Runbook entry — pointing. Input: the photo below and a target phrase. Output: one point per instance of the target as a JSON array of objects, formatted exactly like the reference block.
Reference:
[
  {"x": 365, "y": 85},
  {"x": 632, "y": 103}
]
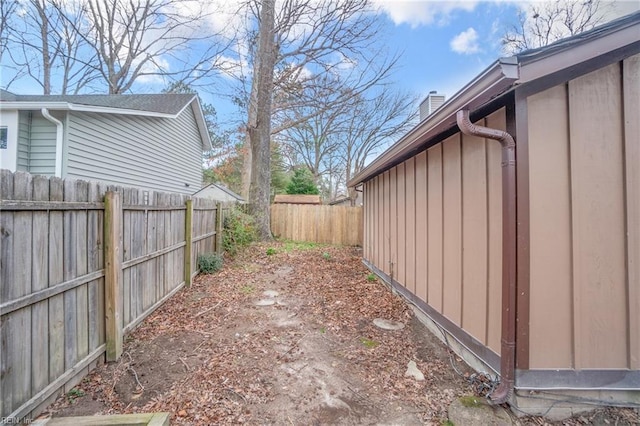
□ □ □ □
» **Task details**
What you give back must be the data above, reproduced exactly and free of pictures.

» **Expected answer**
Runbook entry — pointing. Input: the photo below and a target phrase. Output: one point per instance of the target as a JSON array of objects, formatted exactly like the reference block.
Reference:
[
  {"x": 365, "y": 85},
  {"x": 632, "y": 103}
]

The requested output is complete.